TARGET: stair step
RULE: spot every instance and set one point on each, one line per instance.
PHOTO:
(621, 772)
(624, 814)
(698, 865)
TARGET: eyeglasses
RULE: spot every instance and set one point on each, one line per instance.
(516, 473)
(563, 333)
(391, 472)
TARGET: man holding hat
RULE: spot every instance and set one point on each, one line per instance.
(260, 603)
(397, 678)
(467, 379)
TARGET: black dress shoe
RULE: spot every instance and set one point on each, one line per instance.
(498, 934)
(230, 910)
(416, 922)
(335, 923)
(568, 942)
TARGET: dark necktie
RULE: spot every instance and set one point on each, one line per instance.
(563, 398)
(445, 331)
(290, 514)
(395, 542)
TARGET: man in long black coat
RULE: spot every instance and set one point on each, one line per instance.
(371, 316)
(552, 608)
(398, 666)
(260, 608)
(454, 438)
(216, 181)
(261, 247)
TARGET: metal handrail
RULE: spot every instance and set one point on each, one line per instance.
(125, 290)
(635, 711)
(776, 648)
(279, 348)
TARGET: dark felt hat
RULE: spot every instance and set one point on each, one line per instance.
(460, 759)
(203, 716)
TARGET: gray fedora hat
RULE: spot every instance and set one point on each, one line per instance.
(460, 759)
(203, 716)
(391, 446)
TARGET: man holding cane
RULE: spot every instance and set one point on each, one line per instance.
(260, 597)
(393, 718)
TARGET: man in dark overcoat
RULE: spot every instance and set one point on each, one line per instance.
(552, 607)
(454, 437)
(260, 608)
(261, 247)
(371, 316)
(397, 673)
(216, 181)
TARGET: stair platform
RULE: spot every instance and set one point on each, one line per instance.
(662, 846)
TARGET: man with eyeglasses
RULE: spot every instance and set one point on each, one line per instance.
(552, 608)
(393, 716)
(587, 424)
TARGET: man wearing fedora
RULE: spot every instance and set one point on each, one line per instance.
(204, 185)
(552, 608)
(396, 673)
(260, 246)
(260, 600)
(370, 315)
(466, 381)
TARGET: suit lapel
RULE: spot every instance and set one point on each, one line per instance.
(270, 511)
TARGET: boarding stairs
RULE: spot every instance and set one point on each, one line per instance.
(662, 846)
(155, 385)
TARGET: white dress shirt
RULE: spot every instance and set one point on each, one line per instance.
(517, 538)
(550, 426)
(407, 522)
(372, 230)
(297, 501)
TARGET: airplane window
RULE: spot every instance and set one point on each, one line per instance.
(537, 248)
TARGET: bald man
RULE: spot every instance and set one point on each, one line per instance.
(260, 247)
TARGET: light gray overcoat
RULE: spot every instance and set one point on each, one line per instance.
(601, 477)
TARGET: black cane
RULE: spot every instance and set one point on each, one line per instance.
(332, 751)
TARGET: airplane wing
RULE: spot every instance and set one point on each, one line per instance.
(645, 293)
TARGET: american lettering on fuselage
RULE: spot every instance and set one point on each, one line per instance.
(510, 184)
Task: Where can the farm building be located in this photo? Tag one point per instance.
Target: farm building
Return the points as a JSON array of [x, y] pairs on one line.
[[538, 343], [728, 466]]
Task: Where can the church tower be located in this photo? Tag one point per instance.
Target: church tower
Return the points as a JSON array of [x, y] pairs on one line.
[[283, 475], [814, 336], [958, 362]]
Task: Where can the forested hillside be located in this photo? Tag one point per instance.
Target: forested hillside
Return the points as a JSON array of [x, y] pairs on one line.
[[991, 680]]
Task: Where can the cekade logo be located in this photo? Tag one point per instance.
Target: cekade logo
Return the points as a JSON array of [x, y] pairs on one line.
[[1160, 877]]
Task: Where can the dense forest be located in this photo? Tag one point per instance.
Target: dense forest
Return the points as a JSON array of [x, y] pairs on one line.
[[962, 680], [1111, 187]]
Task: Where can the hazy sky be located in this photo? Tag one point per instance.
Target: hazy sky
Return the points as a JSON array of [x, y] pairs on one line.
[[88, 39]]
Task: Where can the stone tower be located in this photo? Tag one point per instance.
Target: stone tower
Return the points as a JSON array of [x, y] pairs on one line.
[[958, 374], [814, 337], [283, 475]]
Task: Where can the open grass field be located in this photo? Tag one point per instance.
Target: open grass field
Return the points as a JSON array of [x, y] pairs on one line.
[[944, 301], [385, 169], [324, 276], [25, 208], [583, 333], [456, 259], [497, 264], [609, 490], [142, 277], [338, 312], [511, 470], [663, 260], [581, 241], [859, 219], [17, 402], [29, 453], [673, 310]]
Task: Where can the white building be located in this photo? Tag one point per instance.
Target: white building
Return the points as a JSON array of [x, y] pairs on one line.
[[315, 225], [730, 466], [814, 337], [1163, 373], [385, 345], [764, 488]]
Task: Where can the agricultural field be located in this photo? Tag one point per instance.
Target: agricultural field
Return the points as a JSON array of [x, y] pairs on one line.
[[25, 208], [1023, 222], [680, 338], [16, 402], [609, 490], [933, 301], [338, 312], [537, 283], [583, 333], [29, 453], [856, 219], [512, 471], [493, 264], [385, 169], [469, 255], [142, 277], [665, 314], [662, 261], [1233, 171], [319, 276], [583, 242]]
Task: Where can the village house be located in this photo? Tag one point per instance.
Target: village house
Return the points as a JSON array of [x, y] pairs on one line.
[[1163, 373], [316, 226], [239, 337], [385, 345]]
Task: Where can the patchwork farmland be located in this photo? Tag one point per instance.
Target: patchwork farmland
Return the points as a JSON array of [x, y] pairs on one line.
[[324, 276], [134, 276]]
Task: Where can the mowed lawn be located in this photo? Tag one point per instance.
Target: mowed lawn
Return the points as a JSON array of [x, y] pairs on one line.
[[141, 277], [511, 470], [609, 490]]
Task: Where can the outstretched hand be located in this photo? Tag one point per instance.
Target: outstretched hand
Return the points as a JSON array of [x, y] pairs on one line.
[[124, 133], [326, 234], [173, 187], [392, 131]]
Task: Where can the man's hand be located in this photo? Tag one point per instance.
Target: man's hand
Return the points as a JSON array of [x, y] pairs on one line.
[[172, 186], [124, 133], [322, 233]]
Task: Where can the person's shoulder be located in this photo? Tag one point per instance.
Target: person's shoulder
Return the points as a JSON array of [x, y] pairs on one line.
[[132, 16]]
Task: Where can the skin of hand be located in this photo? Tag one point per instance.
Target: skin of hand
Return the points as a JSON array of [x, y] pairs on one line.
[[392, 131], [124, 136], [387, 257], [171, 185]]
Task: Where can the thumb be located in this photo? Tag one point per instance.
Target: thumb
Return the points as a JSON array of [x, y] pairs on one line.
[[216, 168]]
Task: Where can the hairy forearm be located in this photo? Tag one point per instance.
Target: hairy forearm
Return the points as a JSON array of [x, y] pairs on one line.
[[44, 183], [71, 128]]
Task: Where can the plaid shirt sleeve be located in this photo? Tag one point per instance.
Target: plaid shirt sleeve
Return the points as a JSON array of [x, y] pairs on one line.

» **REQUIRED WORK**:
Please switch "metal handrail" to "steel railing" throughout the lines above and give all of those lines again, leaving everything else the same.

» **EXERCISE RESPONSE**:
TARGET: stair step
RULE: spot every instance and set one point on each, one line per instance.
PHOTO:
(621, 772)
(624, 814)
(698, 865)
TARGET: eyeglasses
RULE: spot every instance and set one point on each, one line per instance.
(516, 473)
(563, 333)
(391, 472)
TARGET: man holding hat
RULE: spot every instance and set one point on each, one line per instance.
(260, 603)
(397, 678)
(467, 379)
TARGET: black dress shoe
RULE: spot every instance and set one point on each, one line per instance.
(498, 934)
(230, 910)
(416, 922)
(335, 923)
(568, 942)
TARGET: dark necktie
RULE: spot every instance and set one point on each, one line per instance.
(563, 398)
(445, 331)
(290, 514)
(395, 542)
TARGET: man in long black coat
RULE: spot every instance and set one point on each, one line per instance.
(371, 316)
(552, 608)
(398, 666)
(260, 608)
(454, 438)
(216, 181)
(261, 247)
TARGET: steel railing
RULE: spot every instance and set one point on each, one line per instance.
(125, 290)
(635, 711)
(776, 648)
(279, 348)
TARGET: dark felt hat
RULE: spot every instance and set one point on each, one line per instance.
(460, 759)
(203, 716)
TARGET: gray fedora hat
RULE: spot every instance and set one point on each, one line per instance.
(460, 759)
(203, 716)
(391, 446)
TARGET: man holding cane
RULE: spot every instance and set one point on each, one line per instance.
(260, 597)
(393, 718)
TARGET: man in dark overcoat
RULE: spot every instance and set one point on each, one line per instance.
(552, 607)
(454, 437)
(260, 608)
(261, 247)
(371, 316)
(397, 673)
(216, 181)
TARGET: stair platform
RULE: spot every instance and set one point on each, one line per instance.
(662, 846)
TARGET: man with eyeglasses
RULE: spot every instance and set one point on each, one line per instance.
(552, 608)
(393, 716)
(587, 424)
TARGET: man wearing fedora
RULE: spot every instance and set one point on each, one line per instance.
(204, 185)
(552, 608)
(396, 673)
(260, 246)
(260, 600)
(370, 315)
(466, 381)
TARGET: suit lapel
RULE: spot every instance and set one point on each, one line per instance.
(270, 511)
TARGET: boarding stairs
RULE: spot every instance and set one point on each, one line per instance.
(662, 846)
(155, 385)
TARGET: white dress shirt
RULE: spot every instance and set one point on each, one line per instance.
(517, 538)
(550, 426)
(407, 522)
(372, 230)
(297, 501)
TARGET: airplane window
RULE: spot every instance and set one point on each, one line per instance.
(537, 248)
TARGET: bald man
RULE: spot every instance and set one point on each, one line per instance.
(260, 247)
TARGET: light gray overcoat
RULE: spot every instance and set one point on each, one line per instance.
(601, 477)
TARGET: black cane
RULE: spot every instance and set one point on each, one line per instance.
(332, 751)
TARGET: airplane wing
RULE: spot every instance and set one point on each, one line per instance.
(645, 293)
TARGET: american lettering on fuselage
RULE: spot every instance and set one point on each, one line per instance.
(510, 184)
Task: Where can the farm building be located in this photo? Tag one point per instance.
Target: farm building
Return the points as a JSON array of [x, y] pairs on one line.
[[538, 343], [728, 466]]
Task: Where can the church tower be located in this photo? Tag one point per instance.
Target: church tower
Return the points as a JSON array of [x, y] pairs on one line.
[[283, 475], [814, 336], [958, 362]]
Task: Where can the forested hillside be located in this photo? Tag one point per instance.
Target: forested hillside
Return the points as a JSON array of [x, y] pairs on one line.
[[991, 680]]
Task: Where can the cekade logo be located in this photo? Tag one point per instance.
Target: cekade logo
Return the points as a JSON array of [x, y] pairs on one line.
[[1160, 877]]
Task: Where can the dense forest be located in this photo? Tag one point per instance.
Target: dense forest
Return the points as a JSON array of [x, y] pairs on one line.
[[962, 680], [1111, 187]]
Task: Where can the hazy sky be located in this photo? Tag one point per instance.
Target: hazy sky
Return the points as a JSON array of [x, y] pairs on one line.
[[88, 39]]
Task: Where can the stone tower be located in this photo? Tag one point per instance.
Target: stone tower
Return the points as a JSON array of [x, y] pairs on one line.
[[958, 374], [814, 337], [283, 475]]
Task: Where can the open grass field be located in this photo? Tag one point per instance.
Target: open grass field
Return the points as a JSON array of [x, y] pairs on one line.
[[944, 301], [385, 169], [324, 276], [25, 208], [583, 333], [456, 259], [497, 264], [609, 490], [142, 277], [338, 312], [511, 470], [663, 260], [581, 241], [859, 219], [17, 402], [29, 453], [673, 310]]
Task: Where can the white building be located in this photo? Tag one point per instance.
Target: white building
Return the points as a JSON array of [x, y] pairs on one line.
[[315, 225], [730, 466], [814, 337], [1163, 373], [385, 345], [764, 488]]
Task: Where can the agricultural field be located in this photo? Tag one point per instance.
Target: agricultural field
Return the points as a JSON array of [x, y] pairs on one line.
[[25, 208], [1023, 222], [680, 338], [16, 402], [609, 490], [933, 301], [338, 312], [537, 283], [583, 333], [29, 453], [856, 219], [512, 471], [493, 264], [385, 169], [469, 255], [142, 277], [665, 314], [662, 261], [1233, 171], [319, 276], [583, 242]]
Task: Where can the village house be located in this photo? Tag one point per instance.
Target: village house
Return the points as a JSON array of [x, y] pairs on one line.
[[1163, 373], [316, 226], [239, 337], [385, 345]]
Task: Where can the patchwork farmland be located in this photo? Tag one point per instance.
Target: patchwork farmland
Return the points as a JSON array of [x, y] pairs on one line.
[[324, 276], [134, 276]]
Task: Where can the mowed lawn be located in this photo? Tag one point per instance.
Target: mowed lawn
Return the points as a JSON array of [x, y] pairs on one line.
[[141, 277], [511, 470], [609, 490]]
Task: Where can the outstretched hand be located in this photo? Tag one point per instance.
Target: outstretched hand
Return the points as a JSON array of [x, y] pairs on one line.
[[124, 133], [326, 234], [173, 187], [392, 131]]
Task: Where can the man's hand be located in this photo? Tag one point per instance.
Target: man's hand
Return the points as a JSON array of [x, y] pairs on one line.
[[172, 186], [124, 133], [322, 233]]
Task: Where can the person's shoulder be located in this photo? Tag one point per instance.
Target: person's shoulder
Return the points as a JSON array of [x, y] pairs on one line.
[[132, 16]]
Task: Where can the skin of hand be located in this photo? Tag one point per instance.
Target: skin of hand
Return the points as a JSON array of [x, y] pairs on one line.
[[392, 131], [124, 136], [387, 257], [171, 185]]
Task: Where can the thumb be located in this photo? Tag one point per instance.
Target: thumb
Return the points as a JSON array of [x, y] pairs on one line.
[[216, 168]]
Task: Where can the hairy forearm be located in this photo? Tag one point per instance.
Target: hairy forearm
Return the points as a JSON array of [x, y] pairs on one line.
[[44, 183], [71, 128]]
Task: Where can the plaid shirt sleeve be located in this photo? Tag one point per instance.
Target: plaid shirt sleeve
Return the points as a JSON array of [x, y] pairs on one line.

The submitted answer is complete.